◆ **Instructions**:
**a)** According to the text about the Nick Clarke Award, what does the winner receive as part of the award?
**b)** Please reproduce the part of the text about the Nick Clarke Award that opens with the words containing "The Nick Clarke Award is" and closes with "tipple of Clarke's.".

◆ **Text shown**:
Start of Block

- Awarded for: Best broadcast interview of the year
- Venue: Cheltenham Literature Festival
- Country: United Kingdom
- Presented by: BBC
- First award: 2008; 18 years ago
- Final award: 2015; 11 years ago

= Nick Clarke Award =

Journalism prize created by the BBC

The Nick Clarke Award is a journalism prize created by the BBC in honour of Nick Clarke, former presenter of BBC Radio 4's The World At One, who died in November 2006. Its aim is to "celebrate and recognise the best broadcast interview of the year".

==Background==
The Nick Clarke Award was launched by then Radio 4 Controller Mark Damazer at the Cheltenham Literature Festival in October 2007. It is presented at the festival each year, the inaugural prize being awarded in October 2008. The Panellists and judges of the Nick Clarke Award come from the BBC and other media and broadcast organisations. As part of the award, the winner receives a case of claret, a favourite tipple of Clarke's.

==Award winners==
- 2008: Carrie Gracie (BBC World Service) – for her interview with Alan Johnston
- 2009: Victoria Derbyshire (BBC Radio 5 Live) – for her interview of Peter Bacon
- 2010: P.D. James (BBC Radio 4) – for her interview with BBC Director Mark Thompson
- 2011: Steve Hewlett (BBC Radio 4) – for his interview with Lady Peta Buscombe
- 2012: Stewart White (BBC News Look East) – for his interview with Lord Hanningfield following the peer’s release from prison after his conviction on expenses fraud.
- 2013: Iain Lee (BBC Three Counties Radio) – for his interview with Stephen Conroy, acting chief executive of Bedford Hospital NHS Trust
- 2014: Stephen Nolan (The Nolan Show) (BBC Northern Ireland) – for his interview with Pastor James McConnell. The interview dealt with the Belfast preacher's controversial denunciation of Muslims and their faith.
- 2015: Jeremy Bowen (BBC Middle East Editor) (BBC) – for his interview with Bashar al-Assad. The interview was a wide-ranging talk with al-Assad, covering not least the Syrian President's actions against his own citizens and the changing dynamic of the fight against the Islamic State.
- 2016: Stephen Nolan (BBC Radio 5 Live) – for his interview with Michael O'Connor a survivor of the November 2015 Paris attacks at the Bataclan (theatre) music venue.

The Nick Clarke Award website has not been updated since the shortlist was published for 2016.

End of Block

◆ **Data to examine**:

Start of Block

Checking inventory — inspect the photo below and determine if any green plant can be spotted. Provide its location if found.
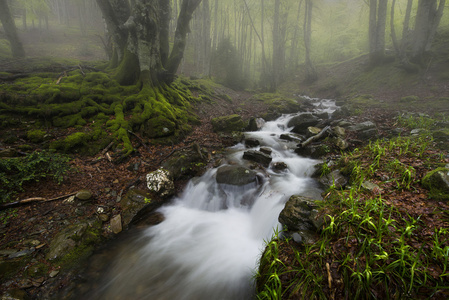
[0,151,70,203]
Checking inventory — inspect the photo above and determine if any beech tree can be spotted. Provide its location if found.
[412,0,446,61]
[369,0,388,65]
[0,0,25,58]
[97,0,201,86]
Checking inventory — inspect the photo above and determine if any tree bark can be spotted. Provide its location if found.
[412,0,446,61]
[304,0,318,82]
[0,0,25,58]
[166,0,201,81]
[96,0,201,86]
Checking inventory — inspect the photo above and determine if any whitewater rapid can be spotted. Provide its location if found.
[82,100,332,300]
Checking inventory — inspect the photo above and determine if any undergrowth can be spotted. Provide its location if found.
[0,151,71,203]
[256,131,449,299]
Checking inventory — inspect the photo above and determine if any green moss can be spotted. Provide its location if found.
[422,168,449,201]
[50,132,91,152]
[27,129,46,143]
[400,96,419,103]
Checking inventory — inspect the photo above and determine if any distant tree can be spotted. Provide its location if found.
[0,0,25,58]
[96,0,201,86]
[369,0,388,65]
[211,38,246,90]
[412,0,446,61]
[304,0,318,82]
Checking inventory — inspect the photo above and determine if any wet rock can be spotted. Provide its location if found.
[8,247,36,259]
[243,150,272,167]
[278,195,319,231]
[273,161,288,172]
[295,144,330,158]
[259,147,273,155]
[75,190,92,201]
[245,138,260,148]
[98,214,109,222]
[422,167,449,201]
[216,165,258,186]
[346,121,376,131]
[362,180,382,193]
[1,284,32,300]
[0,148,18,158]
[162,144,209,179]
[46,222,88,260]
[318,170,348,189]
[246,118,265,131]
[306,126,321,137]
[49,270,59,278]
[278,195,324,243]
[357,128,378,140]
[287,113,320,134]
[279,133,304,143]
[146,168,175,197]
[331,137,349,150]
[211,114,246,132]
[111,214,123,234]
[332,126,346,138]
[120,189,160,227]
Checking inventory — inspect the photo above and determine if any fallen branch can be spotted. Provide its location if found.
[0,192,77,211]
[299,126,331,148]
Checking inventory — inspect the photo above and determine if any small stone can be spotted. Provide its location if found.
[111,215,123,234]
[62,196,75,203]
[49,270,59,278]
[75,190,92,201]
[260,147,273,155]
[98,214,109,222]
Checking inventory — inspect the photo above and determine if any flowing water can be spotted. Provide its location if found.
[79,100,334,300]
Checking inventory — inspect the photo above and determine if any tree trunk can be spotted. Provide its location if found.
[166,0,201,81]
[270,0,281,92]
[369,0,388,66]
[0,0,25,58]
[412,0,446,61]
[304,0,318,82]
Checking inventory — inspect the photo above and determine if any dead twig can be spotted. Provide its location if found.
[0,192,77,211]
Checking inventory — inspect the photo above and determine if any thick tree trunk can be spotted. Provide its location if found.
[166,0,201,81]
[304,0,318,82]
[412,0,446,61]
[369,0,388,66]
[0,0,25,58]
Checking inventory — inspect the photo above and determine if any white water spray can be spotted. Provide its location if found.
[86,98,334,300]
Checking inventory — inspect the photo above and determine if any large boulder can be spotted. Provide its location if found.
[216,165,258,186]
[146,168,175,198]
[246,118,265,131]
[120,189,163,228]
[45,220,101,260]
[162,144,209,179]
[287,113,320,134]
[278,195,324,231]
[422,167,449,200]
[211,114,247,132]
[243,150,273,168]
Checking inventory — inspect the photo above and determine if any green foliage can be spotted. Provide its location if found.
[212,38,247,90]
[0,151,70,203]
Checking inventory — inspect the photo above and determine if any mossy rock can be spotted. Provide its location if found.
[50,132,91,153]
[27,129,46,143]
[211,114,248,133]
[422,168,449,201]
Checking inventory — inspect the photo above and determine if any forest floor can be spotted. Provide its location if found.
[0,25,449,295]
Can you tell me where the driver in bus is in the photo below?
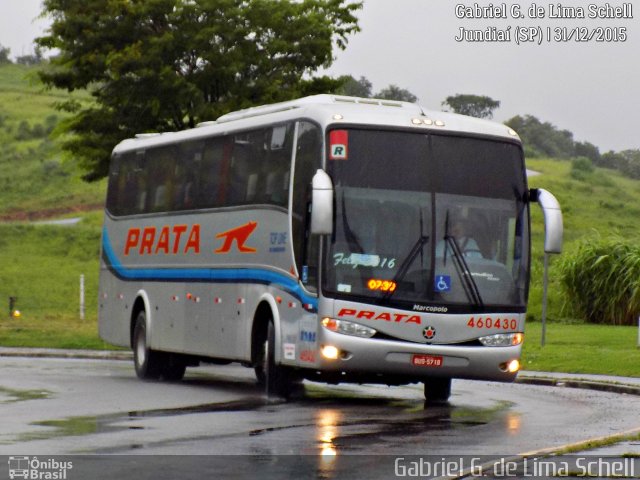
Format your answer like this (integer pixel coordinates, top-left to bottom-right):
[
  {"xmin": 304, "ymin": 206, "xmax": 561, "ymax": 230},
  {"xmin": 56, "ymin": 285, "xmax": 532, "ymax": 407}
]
[{"xmin": 436, "ymin": 218, "xmax": 483, "ymax": 258}]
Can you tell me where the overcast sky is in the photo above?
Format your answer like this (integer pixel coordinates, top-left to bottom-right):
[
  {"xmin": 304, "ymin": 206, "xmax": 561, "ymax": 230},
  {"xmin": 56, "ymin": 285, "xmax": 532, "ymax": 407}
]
[{"xmin": 0, "ymin": 0, "xmax": 640, "ymax": 152}]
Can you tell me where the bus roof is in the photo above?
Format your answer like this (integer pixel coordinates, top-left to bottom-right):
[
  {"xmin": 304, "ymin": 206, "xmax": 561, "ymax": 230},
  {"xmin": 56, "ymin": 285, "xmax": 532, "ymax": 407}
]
[{"xmin": 114, "ymin": 94, "xmax": 519, "ymax": 153}]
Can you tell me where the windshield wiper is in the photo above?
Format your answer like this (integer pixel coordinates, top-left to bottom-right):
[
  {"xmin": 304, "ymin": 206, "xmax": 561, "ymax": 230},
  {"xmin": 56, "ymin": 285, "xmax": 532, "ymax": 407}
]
[{"xmin": 444, "ymin": 233, "xmax": 484, "ymax": 308}]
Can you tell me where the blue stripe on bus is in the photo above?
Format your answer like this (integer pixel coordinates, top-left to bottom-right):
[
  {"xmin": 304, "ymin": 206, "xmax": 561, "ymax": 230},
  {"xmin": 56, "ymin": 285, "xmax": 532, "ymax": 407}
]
[{"xmin": 102, "ymin": 229, "xmax": 318, "ymax": 309}]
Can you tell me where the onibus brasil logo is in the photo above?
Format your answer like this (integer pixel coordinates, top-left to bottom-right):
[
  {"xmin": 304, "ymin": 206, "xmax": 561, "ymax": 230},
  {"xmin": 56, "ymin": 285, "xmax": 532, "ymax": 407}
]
[{"xmin": 9, "ymin": 456, "xmax": 73, "ymax": 480}]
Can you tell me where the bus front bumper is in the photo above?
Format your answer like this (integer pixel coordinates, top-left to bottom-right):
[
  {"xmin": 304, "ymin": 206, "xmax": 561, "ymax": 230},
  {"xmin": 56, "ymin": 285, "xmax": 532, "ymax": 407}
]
[{"xmin": 308, "ymin": 329, "xmax": 522, "ymax": 384}]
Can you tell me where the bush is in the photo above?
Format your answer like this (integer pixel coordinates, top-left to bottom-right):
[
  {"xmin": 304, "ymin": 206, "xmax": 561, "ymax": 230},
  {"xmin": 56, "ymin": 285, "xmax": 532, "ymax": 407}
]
[{"xmin": 558, "ymin": 238, "xmax": 640, "ymax": 325}]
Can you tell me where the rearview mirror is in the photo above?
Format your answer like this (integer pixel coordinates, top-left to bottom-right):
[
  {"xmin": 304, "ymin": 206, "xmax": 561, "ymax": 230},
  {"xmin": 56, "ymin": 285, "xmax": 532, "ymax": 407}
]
[
  {"xmin": 311, "ymin": 169, "xmax": 333, "ymax": 235},
  {"xmin": 530, "ymin": 188, "xmax": 564, "ymax": 253}
]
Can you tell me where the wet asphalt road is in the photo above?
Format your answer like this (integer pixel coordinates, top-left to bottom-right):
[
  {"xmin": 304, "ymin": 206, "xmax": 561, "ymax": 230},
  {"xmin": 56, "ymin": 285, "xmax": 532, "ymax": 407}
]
[{"xmin": 0, "ymin": 358, "xmax": 640, "ymax": 480}]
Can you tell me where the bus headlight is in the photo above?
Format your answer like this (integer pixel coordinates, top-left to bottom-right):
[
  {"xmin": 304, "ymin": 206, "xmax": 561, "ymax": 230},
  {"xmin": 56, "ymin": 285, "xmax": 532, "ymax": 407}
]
[
  {"xmin": 478, "ymin": 333, "xmax": 524, "ymax": 347},
  {"xmin": 322, "ymin": 318, "xmax": 376, "ymax": 338}
]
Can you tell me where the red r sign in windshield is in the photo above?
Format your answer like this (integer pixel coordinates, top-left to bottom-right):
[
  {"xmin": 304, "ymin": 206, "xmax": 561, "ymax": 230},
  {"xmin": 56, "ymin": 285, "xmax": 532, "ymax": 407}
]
[{"xmin": 329, "ymin": 130, "xmax": 349, "ymax": 160}]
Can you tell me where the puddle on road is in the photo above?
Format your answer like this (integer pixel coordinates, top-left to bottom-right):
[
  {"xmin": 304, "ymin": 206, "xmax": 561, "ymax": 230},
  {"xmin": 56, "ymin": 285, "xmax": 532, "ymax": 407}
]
[
  {"xmin": 12, "ymin": 396, "xmax": 266, "ymax": 444},
  {"xmin": 0, "ymin": 387, "xmax": 53, "ymax": 404},
  {"xmin": 7, "ymin": 386, "xmax": 518, "ymax": 456}
]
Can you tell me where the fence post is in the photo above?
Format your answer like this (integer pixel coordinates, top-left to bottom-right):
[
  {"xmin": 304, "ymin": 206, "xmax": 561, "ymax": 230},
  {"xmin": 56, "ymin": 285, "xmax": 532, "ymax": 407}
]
[{"xmin": 80, "ymin": 274, "xmax": 84, "ymax": 320}]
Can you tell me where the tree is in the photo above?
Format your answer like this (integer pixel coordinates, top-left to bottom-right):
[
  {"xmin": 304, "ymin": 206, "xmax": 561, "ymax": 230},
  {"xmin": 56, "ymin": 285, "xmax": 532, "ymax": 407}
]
[
  {"xmin": 442, "ymin": 94, "xmax": 500, "ymax": 118},
  {"xmin": 505, "ymin": 115, "xmax": 576, "ymax": 158},
  {"xmin": 0, "ymin": 45, "xmax": 11, "ymax": 65},
  {"xmin": 375, "ymin": 84, "xmax": 418, "ymax": 103},
  {"xmin": 16, "ymin": 47, "xmax": 42, "ymax": 65},
  {"xmin": 36, "ymin": 0, "xmax": 362, "ymax": 180}
]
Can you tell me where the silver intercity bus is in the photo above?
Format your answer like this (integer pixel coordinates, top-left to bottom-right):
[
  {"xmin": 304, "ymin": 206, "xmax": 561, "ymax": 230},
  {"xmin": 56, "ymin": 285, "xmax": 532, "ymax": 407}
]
[{"xmin": 99, "ymin": 95, "xmax": 562, "ymax": 401}]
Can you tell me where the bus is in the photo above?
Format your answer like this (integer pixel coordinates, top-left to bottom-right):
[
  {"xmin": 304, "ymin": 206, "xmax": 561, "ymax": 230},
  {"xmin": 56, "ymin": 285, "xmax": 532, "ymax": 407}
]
[{"xmin": 99, "ymin": 95, "xmax": 562, "ymax": 402}]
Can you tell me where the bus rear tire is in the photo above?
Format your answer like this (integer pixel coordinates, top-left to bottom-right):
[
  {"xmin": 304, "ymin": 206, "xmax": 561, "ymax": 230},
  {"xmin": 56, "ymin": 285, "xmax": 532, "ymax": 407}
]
[
  {"xmin": 424, "ymin": 377, "xmax": 451, "ymax": 404},
  {"xmin": 258, "ymin": 320, "xmax": 293, "ymax": 400},
  {"xmin": 132, "ymin": 310, "xmax": 164, "ymax": 380}
]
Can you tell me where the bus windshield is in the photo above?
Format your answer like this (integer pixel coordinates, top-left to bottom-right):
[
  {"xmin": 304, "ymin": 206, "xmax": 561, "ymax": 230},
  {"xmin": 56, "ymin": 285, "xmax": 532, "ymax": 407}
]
[{"xmin": 323, "ymin": 128, "xmax": 529, "ymax": 312}]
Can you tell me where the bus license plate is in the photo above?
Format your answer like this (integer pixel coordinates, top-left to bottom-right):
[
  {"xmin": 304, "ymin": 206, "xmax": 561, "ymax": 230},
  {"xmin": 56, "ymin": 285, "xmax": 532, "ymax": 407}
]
[{"xmin": 411, "ymin": 354, "xmax": 442, "ymax": 367}]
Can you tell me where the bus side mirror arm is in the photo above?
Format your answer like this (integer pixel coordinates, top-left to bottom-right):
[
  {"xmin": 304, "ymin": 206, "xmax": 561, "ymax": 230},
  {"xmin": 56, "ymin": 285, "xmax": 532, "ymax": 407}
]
[
  {"xmin": 311, "ymin": 169, "xmax": 333, "ymax": 235},
  {"xmin": 530, "ymin": 188, "xmax": 564, "ymax": 253}
]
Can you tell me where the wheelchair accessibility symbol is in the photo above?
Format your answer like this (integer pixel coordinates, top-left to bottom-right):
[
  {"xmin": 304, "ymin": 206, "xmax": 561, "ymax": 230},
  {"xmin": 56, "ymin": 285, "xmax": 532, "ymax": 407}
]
[{"xmin": 435, "ymin": 275, "xmax": 451, "ymax": 292}]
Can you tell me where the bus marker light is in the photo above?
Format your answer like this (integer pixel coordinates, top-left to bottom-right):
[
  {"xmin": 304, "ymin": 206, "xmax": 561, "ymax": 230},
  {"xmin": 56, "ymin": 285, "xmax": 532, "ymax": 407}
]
[
  {"xmin": 320, "ymin": 345, "xmax": 340, "ymax": 360},
  {"xmin": 322, "ymin": 318, "xmax": 377, "ymax": 338}
]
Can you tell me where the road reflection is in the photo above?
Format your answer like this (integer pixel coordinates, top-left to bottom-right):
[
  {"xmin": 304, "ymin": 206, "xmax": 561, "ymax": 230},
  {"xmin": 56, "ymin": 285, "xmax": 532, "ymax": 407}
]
[{"xmin": 316, "ymin": 408, "xmax": 342, "ymax": 478}]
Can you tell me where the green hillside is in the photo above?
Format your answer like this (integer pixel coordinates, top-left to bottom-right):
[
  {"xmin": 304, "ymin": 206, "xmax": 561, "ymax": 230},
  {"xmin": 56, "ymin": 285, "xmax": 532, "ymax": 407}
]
[
  {"xmin": 0, "ymin": 65, "xmax": 640, "ymax": 347},
  {"xmin": 0, "ymin": 64, "xmax": 105, "ymax": 220}
]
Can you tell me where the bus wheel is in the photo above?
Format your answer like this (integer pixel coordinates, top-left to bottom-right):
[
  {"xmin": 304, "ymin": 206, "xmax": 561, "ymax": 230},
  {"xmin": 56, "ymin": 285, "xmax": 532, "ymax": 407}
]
[
  {"xmin": 133, "ymin": 310, "xmax": 163, "ymax": 380},
  {"xmin": 263, "ymin": 320, "xmax": 292, "ymax": 399},
  {"xmin": 424, "ymin": 378, "xmax": 451, "ymax": 403}
]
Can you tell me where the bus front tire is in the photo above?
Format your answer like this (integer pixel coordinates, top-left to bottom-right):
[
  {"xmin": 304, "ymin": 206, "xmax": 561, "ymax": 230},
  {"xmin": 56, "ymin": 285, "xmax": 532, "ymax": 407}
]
[
  {"xmin": 258, "ymin": 320, "xmax": 293, "ymax": 399},
  {"xmin": 424, "ymin": 377, "xmax": 451, "ymax": 404}
]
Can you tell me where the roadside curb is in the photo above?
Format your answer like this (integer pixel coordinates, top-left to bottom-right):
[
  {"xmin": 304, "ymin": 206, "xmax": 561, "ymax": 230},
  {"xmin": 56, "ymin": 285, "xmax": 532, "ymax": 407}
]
[
  {"xmin": 0, "ymin": 347, "xmax": 640, "ymax": 396},
  {"xmin": 516, "ymin": 372, "xmax": 640, "ymax": 396},
  {"xmin": 0, "ymin": 347, "xmax": 133, "ymax": 360}
]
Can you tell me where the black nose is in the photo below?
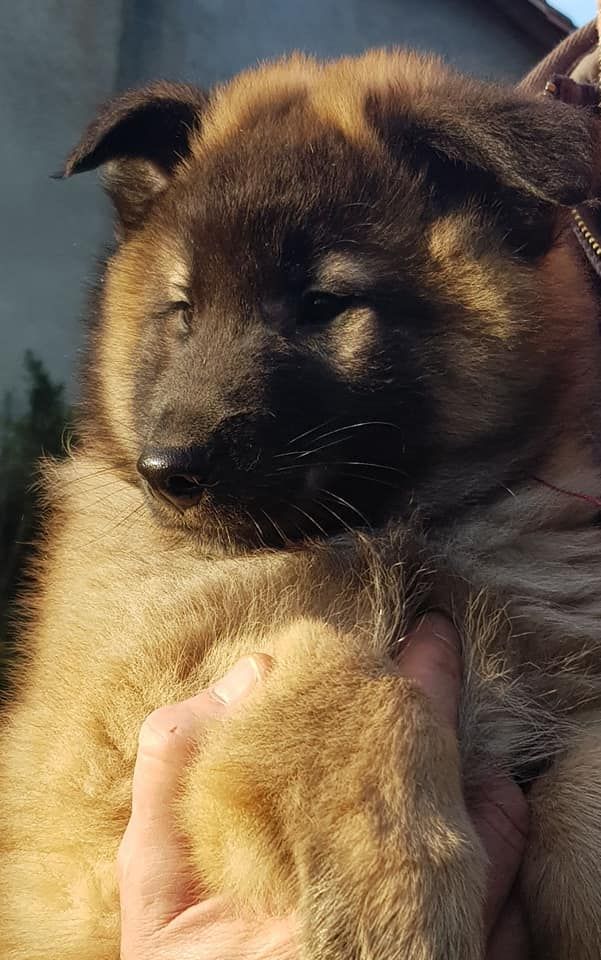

End of Block

◆ **Answers to the exercise**:
**a)** A case of claret, a favorite drink of Clarke's.

**b)**
The Nick Clarke Award is a journalism prize created by the BBC in honour of Nick Clarke, former presenter of BBC Radio 4's The World At One, who died in November 2006. Its aim is to "celebrate and recognise the best broadcast interview of the year".

==Background==
The Nick Clarke Award was launched by then Radio 4 Controller Mark Damazer at the Cheltenham Literature Festival in October 2007. It is presented at the festival each year, the inaugural prize being awarded in October 2008. The Panellists and judges of the Nick Clarke Award come from the BBC and other media and broadcast organisations. As part of the award, the winner receives a case of claret, a favourite tipple of Clarke's.